[CONSIGNES DES EXERCICES]
• a. Dans le texte sur la violence, relevez dans l'ordre chaque occurrence du mot « violence » avec le mot qui le précède immédiatement.
• b. Recopiez le passage du texte sur la violence en commençant aux mots "Et Hegel a bien" et en vous arrêtant après les mots "vraiment contester (cf.".

[TEXTE SOURCE]

################

La violence est de part en part de l'histoire l'élément moteur de l'évolution des peuples et des idéologies des individus.
Ouvrir un livre d'histoire n'apporte rien concernant le bonheur des hommes.
Et Hegel a bien dit que ce sont les pages blanches qui
reflètent les époques de bonheur dans l'histoire.
Ainsi de nombreux événements historiques justifient le rôle de la violence dans leurs
avènements.
Mais cette violence s'avère soit totalement transparente, ce qu'on verra au travers des pathologies de l'Etat (Tyrannie,
Etat totalitaire), soit insidieuse en ce sens qu'elle favorise une domination qu'on ne peut vraiment contester (cf.
la conception
webernienne de l'Etat).
Peut-on retrouver dès lors, à l'origine d'une histoire meurtrière, la possibilité pour l'homme de trouver une
alternative à la violence ?
I.
La violence politique
a.
La tyrannie : c'est quelqu'un ou un groupe qui détourne la hiérarchie étatique à leur service.
Chez les Grecs c'est le pouvoir
politique exercé non pas en vertu d'une légitimité politique (héréditaire ou élective) mais par la violence ou une éloquence qui séduit le
peuple (cf.

################

[LIGNES DE DONNÉES]

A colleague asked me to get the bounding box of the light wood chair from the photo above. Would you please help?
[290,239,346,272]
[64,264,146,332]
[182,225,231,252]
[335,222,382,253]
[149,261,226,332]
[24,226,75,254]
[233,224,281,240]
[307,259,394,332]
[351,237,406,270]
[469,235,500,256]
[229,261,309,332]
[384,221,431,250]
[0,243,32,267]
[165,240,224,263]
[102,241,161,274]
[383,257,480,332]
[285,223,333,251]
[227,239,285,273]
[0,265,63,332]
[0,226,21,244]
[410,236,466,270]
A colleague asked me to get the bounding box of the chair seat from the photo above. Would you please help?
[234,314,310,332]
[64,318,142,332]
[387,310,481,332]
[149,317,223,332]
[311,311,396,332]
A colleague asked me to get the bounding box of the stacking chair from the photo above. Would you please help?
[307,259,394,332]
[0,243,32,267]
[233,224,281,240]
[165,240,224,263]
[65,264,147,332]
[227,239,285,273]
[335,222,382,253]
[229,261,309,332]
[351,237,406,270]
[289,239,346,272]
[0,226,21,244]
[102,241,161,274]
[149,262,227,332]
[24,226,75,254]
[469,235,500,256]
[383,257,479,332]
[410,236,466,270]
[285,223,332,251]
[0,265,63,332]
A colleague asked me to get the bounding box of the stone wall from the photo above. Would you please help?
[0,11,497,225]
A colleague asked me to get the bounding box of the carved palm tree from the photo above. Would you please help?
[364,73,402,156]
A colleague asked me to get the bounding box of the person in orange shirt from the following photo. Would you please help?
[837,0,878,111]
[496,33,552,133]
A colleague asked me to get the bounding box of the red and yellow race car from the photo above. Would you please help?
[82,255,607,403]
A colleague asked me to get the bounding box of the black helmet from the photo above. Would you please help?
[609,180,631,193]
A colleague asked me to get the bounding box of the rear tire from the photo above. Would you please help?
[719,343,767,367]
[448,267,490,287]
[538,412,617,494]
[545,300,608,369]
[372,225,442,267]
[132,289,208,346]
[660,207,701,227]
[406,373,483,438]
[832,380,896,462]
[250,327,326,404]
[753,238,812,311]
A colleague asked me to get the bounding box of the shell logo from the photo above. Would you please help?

################

[CORRIGÉ DES EXERCICES]
• a. La violence ; la violence ; cette violence ; la violence ; La violence ; la violence

• b.
Et Hegel a bien dit que ce sont les pages blanches qui
reflètent les époques de bonheur dans l'histoire.
Ainsi de nombreux événements historiques justifient le rôle de la violence dans leurs
avènements.
Mais cette violence s'avère soit totalement transparente, ce qu'on verra au travers des pathologies de l'Etat (Tyrannie,
Etat totalitaire), soit insidieuse en ce sens qu'elle favorise une domination qu'on ne peut vraiment contester (cf.